**What the exercise asks:** All entries below are to be set down again exactly as given.

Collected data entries

....

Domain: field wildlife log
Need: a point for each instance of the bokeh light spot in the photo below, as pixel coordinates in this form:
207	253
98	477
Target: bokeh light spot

....

**Task response:**
Domain: field wildlife log
Need: a point for each instance of the bokeh light spot in the photo below, as pixel coordinates in this form:
207	253
98	477
Target: bokeh light spot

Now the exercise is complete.